Please reproduce verbatim the rows below, starting at the line containing "the train door?" and continuing through the last of the rows.

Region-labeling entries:
_____

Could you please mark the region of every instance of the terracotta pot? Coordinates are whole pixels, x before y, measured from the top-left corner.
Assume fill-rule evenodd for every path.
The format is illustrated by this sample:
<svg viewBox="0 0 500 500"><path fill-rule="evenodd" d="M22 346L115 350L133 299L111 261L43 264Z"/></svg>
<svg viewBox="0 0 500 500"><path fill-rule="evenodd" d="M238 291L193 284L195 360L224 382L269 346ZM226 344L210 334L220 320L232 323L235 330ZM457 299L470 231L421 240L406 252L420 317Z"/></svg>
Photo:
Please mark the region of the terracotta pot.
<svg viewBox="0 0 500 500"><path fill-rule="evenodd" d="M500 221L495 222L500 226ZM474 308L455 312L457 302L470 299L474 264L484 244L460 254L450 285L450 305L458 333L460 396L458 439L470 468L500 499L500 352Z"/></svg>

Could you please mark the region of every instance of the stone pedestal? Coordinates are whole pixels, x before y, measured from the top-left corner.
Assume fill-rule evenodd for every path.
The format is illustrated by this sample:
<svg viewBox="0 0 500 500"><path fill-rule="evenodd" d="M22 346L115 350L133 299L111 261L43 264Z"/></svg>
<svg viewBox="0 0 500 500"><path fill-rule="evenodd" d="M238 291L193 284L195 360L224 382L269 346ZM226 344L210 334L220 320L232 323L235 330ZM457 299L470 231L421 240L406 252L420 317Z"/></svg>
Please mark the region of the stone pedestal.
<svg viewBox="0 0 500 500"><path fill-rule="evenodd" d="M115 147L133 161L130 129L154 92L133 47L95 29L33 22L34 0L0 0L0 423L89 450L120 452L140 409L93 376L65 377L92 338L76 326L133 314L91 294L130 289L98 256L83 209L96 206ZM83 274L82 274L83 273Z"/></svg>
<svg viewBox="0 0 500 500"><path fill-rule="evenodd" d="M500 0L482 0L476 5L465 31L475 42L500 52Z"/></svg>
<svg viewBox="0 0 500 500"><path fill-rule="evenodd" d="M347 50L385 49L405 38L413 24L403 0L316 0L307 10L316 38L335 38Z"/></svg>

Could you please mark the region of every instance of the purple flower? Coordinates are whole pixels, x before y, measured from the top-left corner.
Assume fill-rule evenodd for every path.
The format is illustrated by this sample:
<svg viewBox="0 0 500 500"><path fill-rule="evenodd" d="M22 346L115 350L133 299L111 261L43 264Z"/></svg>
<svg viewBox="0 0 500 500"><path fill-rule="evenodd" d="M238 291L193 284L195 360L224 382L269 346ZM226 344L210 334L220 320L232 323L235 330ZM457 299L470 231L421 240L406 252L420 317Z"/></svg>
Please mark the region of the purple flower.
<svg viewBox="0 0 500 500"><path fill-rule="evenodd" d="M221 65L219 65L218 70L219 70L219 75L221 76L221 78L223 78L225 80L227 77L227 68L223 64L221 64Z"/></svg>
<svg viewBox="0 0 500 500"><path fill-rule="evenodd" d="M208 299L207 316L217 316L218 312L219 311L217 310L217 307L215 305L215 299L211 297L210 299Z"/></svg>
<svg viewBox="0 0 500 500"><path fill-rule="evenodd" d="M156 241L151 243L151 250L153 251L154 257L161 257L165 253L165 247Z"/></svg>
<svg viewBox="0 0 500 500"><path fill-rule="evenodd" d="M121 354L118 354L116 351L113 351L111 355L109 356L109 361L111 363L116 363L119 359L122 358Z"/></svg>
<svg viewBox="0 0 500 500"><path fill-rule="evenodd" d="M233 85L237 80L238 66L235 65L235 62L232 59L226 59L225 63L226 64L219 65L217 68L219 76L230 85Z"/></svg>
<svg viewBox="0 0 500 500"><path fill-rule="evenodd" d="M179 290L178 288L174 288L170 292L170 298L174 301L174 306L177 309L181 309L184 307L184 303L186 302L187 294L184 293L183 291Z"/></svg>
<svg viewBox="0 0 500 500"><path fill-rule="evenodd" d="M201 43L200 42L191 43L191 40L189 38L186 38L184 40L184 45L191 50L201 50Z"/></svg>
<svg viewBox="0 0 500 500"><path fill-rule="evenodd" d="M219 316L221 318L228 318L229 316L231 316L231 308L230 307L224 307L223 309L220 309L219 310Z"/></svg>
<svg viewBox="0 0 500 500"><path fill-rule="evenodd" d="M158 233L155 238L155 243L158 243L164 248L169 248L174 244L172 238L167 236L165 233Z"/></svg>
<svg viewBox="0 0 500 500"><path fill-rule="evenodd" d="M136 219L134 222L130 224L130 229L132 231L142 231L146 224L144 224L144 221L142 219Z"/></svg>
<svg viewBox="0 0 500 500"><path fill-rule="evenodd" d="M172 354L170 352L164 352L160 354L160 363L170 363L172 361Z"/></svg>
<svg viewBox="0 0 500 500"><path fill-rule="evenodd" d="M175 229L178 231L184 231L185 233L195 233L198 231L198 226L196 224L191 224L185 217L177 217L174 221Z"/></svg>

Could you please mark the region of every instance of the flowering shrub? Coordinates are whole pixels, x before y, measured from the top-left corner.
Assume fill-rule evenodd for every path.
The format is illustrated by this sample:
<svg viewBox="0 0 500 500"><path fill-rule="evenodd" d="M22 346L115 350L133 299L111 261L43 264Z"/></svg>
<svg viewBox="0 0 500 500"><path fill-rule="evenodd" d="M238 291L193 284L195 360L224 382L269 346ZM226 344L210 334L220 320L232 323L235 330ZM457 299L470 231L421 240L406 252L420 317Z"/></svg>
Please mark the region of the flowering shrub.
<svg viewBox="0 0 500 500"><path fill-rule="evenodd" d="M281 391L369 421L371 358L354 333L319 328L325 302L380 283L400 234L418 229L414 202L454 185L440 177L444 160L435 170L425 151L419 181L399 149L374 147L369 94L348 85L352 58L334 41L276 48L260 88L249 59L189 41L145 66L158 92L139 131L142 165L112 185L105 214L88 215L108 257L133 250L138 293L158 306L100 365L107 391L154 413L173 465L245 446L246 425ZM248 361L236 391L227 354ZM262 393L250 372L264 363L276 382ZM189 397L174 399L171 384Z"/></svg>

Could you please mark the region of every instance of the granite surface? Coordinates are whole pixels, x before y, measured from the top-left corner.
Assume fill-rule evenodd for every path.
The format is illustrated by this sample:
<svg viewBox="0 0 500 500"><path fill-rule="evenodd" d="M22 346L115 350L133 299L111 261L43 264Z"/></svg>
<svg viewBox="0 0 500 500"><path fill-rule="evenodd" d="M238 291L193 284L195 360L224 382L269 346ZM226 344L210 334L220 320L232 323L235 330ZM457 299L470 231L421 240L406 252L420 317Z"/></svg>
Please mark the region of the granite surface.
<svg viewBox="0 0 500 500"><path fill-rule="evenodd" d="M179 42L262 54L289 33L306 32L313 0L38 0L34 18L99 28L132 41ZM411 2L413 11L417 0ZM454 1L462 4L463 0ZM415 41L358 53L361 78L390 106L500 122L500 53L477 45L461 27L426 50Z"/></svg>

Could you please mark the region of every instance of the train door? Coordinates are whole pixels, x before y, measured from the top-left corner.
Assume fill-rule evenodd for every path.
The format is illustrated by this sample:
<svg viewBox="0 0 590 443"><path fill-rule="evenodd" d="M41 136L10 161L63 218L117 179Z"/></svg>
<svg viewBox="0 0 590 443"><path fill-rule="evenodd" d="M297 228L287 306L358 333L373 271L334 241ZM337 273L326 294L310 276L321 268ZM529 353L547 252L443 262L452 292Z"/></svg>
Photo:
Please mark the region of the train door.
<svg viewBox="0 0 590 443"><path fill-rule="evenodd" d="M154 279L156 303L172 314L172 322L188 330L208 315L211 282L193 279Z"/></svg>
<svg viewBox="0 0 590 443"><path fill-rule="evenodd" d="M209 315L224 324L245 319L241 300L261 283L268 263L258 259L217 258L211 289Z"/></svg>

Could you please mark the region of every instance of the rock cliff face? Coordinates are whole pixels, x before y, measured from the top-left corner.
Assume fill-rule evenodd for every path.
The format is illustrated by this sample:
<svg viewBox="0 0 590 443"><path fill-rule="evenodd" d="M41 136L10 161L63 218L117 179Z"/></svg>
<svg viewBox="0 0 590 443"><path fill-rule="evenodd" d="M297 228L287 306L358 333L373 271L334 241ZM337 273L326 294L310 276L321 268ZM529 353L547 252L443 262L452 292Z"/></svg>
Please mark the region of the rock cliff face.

_____

*Completed task*:
Could you please mark the region of every instance of the train door? Coordinates are whole pixels, x before y, measured from the top-left corner.
Assume fill-rule evenodd for every path.
The format is illustrated by this sample:
<svg viewBox="0 0 590 443"><path fill-rule="evenodd" d="M41 136L10 161L63 218L117 179Z"/></svg>
<svg viewBox="0 0 590 443"><path fill-rule="evenodd" d="M297 228L287 306L358 333L373 271L334 241ZM337 273L326 294L310 276L321 268ZM529 353L547 252L443 262L452 292Z"/></svg>
Photo:
Please mark the region of the train door.
<svg viewBox="0 0 590 443"><path fill-rule="evenodd" d="M154 279L156 303L172 314L172 322L188 330L208 315L211 282L193 279Z"/></svg>
<svg viewBox="0 0 590 443"><path fill-rule="evenodd" d="M209 315L224 324L245 319L241 300L261 283L268 263L258 259L217 258L211 289Z"/></svg>

Could you please mark the region of every instance of the rock cliff face? Coordinates are whole pixels, x before y, measured from the top-left corner.
Assume fill-rule evenodd for every path.
The format is illustrated by this sample:
<svg viewBox="0 0 590 443"><path fill-rule="evenodd" d="M41 136L10 161L63 218L117 179Z"/></svg>
<svg viewBox="0 0 590 443"><path fill-rule="evenodd" d="M297 228L287 306L358 333L373 271L334 241ZM337 273L326 294L310 276L321 268ZM529 353L547 252L443 262L452 292Z"/></svg>
Please mark the region of the rock cliff face.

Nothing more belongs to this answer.